• **Directions for this task**: Skipping all images, output the listing word for word.
----------------------------------------
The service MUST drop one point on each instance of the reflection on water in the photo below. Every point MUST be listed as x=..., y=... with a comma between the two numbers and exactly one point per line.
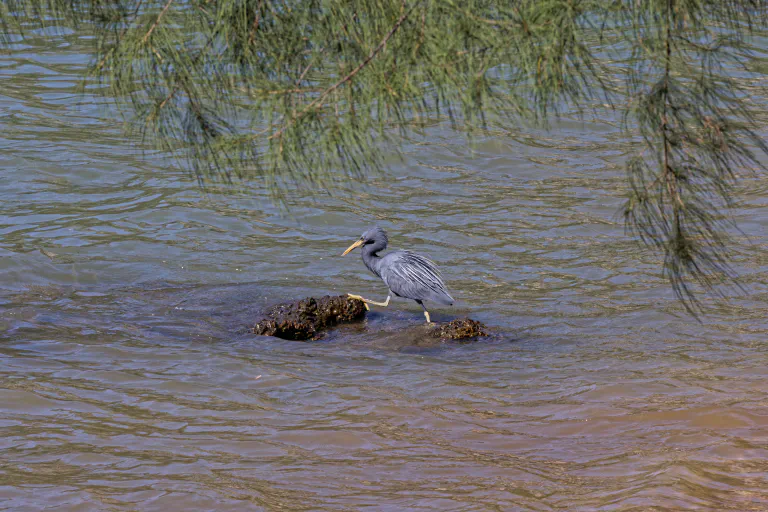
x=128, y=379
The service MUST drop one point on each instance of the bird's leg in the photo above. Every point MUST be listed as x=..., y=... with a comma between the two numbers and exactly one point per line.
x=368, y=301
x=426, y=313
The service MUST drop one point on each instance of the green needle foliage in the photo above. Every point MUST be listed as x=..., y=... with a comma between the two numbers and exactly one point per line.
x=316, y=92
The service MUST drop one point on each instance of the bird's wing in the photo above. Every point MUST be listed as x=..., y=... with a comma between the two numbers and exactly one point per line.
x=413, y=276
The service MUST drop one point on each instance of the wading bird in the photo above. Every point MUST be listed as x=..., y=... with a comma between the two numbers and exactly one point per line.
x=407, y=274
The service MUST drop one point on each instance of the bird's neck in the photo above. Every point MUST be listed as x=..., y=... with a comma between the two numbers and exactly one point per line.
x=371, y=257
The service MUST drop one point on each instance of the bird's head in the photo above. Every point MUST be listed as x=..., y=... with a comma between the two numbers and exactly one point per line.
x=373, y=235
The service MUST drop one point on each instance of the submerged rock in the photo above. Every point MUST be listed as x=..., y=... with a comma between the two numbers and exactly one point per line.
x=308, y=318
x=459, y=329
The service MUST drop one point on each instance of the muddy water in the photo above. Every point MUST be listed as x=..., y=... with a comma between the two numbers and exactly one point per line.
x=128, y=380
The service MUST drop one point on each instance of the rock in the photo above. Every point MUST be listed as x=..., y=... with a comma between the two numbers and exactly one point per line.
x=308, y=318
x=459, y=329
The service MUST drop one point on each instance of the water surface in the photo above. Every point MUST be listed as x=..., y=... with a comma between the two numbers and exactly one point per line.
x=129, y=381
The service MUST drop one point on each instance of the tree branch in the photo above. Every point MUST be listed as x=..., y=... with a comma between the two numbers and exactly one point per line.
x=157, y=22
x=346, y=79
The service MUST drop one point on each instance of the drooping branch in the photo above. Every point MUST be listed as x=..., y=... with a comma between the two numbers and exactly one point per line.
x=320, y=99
----------------------------------------
• **Result for this exercise**:
The service MUST drop one point on each instance of the reflection on water in the photo below. Every point MUST be listed as x=..., y=... with a comma between the two numbers and exactly one point per line.
x=128, y=379
The service MUST drop one point on each instance of the bird's leg in the photo above. Every point MUST be listed as x=..., y=... with a comma between the two numbers and exactly one point per line.
x=368, y=301
x=426, y=313
The service MUST drop one point on each instance of the green needle foliage in the photo above. Every point MUST be listed as x=..., y=... with a comma between the two numbers and exactly one point per line.
x=316, y=92
The service MUST drop one point on each instance of the bird's wing in the photo above. Every point MUST be listed as x=..., y=... with a comma between the two numbers and exactly one point per line.
x=413, y=276
The service MUST drop one point on each instance of the wading bird in the photo above. Every point MUST be listed as x=..., y=... with a comma between the two numbers and exactly one point per line.
x=407, y=274
The service MUST drop one point on each instance of the bird's neck in the photo above. Every point MUST be listed as x=..., y=... with a comma between the two numbers and exactly one point per line.
x=371, y=257
The service MUST drop one point on each instance of the bird's head in the photo above. Every point MUST be listed as x=..., y=... with a comma between the two numbers and exactly one point per line.
x=373, y=235
The service MUST drop one point on each instance of the submerged rock in the photo above. Every point MUST be listed as x=..., y=... with a comma between the two numbers and exactly one point per line.
x=308, y=318
x=459, y=329
The service MUST drop one point on each instance of the muddy water in the photo above. Every point MUST be listed as x=..., y=... with a comma between the two numbers and exactly one point per line.
x=128, y=380
The service MUST drop one point on each instance of the rock in the photo above. Every point MUST be listed as x=..., y=... with a comma between the two numbers and exactly one point per line.
x=308, y=318
x=459, y=329
The service MUST drop one point on each instance of the water surface in the photo above. Every point MUST be listed as x=..., y=... with a comma between the two numbers and exactly one point per line.
x=129, y=381
The service MUST drop one point on each instance of the tree branch in the photo above. Every point MUST be listed as x=..., y=... with a comma between the two numbers and exactly one point per line.
x=157, y=22
x=346, y=79
The service MUST drop one point on each instance of the drooping branch in the photo above. Every point MUST be listed as x=..., y=... with a comma between the two numbers and exactly one point per line.
x=320, y=99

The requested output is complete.